また、「朝鮮半島情勢が激動した。さしあたり戦争の危機が遠のいたばかりか、朝鮮戦争終結と在韓米軍撤退の可能性まで話題に上るに至った。今後についてはなお予断を許さないとしても安倍政権は、帝国期の植民地支配の責任を否認し続け、戦後日本が加担し続けてきた朝鮮戦争の終結にも背を向けるに至っては、『断絶』の克服どころか、新たな極東アジアの国際地図のなかで孤立を深めるばかりとなるだろう」と指摘。
さらに「明治維新以後一五〇年経った今も、日本はその継続する植民地主義によって、近隣諸民族との信頼関係を構築することができないでいるということではないか」と批判した。

兵士たちの加害
と被害の関係
吉田裕さん(一橋大学教授)は、『日本軍兵士』、靖国、そして明治憲法体制」をテーマに提起。
吉田さんが執筆した『日本軍兵士』(中公新書)の問題意識について語った。
「『日本軍兵士』は、兵士の目線、兵士の立ち位置から戦場の凄惨な現実を再構成するために兵士の身体へと着目した。ミクロな視点とマクロな視点を組み合わせた。戦場のリアルな現実に対する想像力を鍛え上げることが重要だ」と述べた。
そのうえで「アジア・太平洋戦争期における日本軍の現実」として「全戦没者三一〇万人の約九割は一九四四年以降の死者だ。指導者の責任の問題があり、遺族のわだかまりへとつながっている。いかに殺されたか。具体的には戦病死者、餓死者の異常な多さ、海没死、特攻死の特異な死、自殺の多さ、傷病兵・投降兵の殺害、食料強奪のための日本軍兵士殺害などだ。兵士たちの死の無残さ、兵士たちのおかれた状況の苛酷さを事実をもって対置することが重要だ。『英霊』にまつりあげることへの拒否へとつながる。兵士たちの加害と被害の関係性をどう考えるかは残された課題だ」と強調した。

「安保のために
歴史を殺す」
権赫泰さん(韓国・聖公会大学教授)は、「韓日関係:『安保が歴史を殺す』」をテーマに問題提起した。

与えられたデータ =

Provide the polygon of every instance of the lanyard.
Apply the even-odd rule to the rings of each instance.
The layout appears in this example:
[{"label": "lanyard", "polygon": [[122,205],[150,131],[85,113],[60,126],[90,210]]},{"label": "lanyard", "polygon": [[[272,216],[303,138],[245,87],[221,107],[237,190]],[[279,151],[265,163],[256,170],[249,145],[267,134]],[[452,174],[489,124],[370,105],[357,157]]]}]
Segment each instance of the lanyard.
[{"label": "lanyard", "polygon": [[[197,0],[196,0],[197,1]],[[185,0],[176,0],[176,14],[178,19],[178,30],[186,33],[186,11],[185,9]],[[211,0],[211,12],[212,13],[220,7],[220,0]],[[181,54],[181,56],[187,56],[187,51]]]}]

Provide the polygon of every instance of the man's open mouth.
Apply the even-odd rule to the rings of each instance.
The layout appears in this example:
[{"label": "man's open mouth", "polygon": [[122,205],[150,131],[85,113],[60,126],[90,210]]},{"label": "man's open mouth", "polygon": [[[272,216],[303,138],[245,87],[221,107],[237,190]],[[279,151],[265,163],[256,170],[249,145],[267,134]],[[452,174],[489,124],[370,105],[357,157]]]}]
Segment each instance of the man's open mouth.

取り組む課題 =
(1) 抜粋文にある「権赫泰さん(韓国・聖公会大学教授)は、「韓日関係:『安保が歴史を殺す』」をテーマに問題提起した。」という一文を、簡体字の中国語に訳すこと。
(2) 抜粋文のうち、「また、「朝鮮半島情勢が激動し」から「げることが重要だ」と述べた。」までの部分を、一字も変えずに書き写すこと。

記述による解答 =
(1) 权赫泰（韩国圣公会大学教授）以"韩日关系：'安保扼杀历史'"为主题提出了问题。

(2)
また、「朝鮮半島情勢が激動した。さしあたり戦争の危機が遠のいたばかりか、朝鮮戦争終結と在韓米軍撤退の可能性まで話題に上るに至った。今後についてはなお予断を許さないとしても安倍政権は、帝国期の植民地支配の責任を否認し続け、戦後日本が加担し続けてきた朝鮮戦争の終結にも背を向けるに至っては、『断絶』の克服どころか、新たな極東アジアの国際地図のなかで孤立を深めるばかりとなるだろう」と指摘。
さらに「明治維新以後一五〇年経った今も、日本はその継続する植民地主義によって、近隣諸民族との信頼関係を構築することができないでいるということではないか」と批判した。

兵士たちの加害
と被害の関係
吉田裕さん(一橋大学教授)は、『日本軍兵士』、靖国、そして明治憲法体制」をテーマに提起。
吉田さんが執筆した『日本軍兵士』(中公新書)の問題意識について語った。
「『日本軍兵士』は、兵士の目線、兵士の立ち位置から戦場の凄惨な現実を再構成するために兵士の身体へと着目した。ミクロな視点とマクロな視点を組み合わせた。戦場のリアルな現実に対する想像力を鍛え上げることが重要だ」と述べた。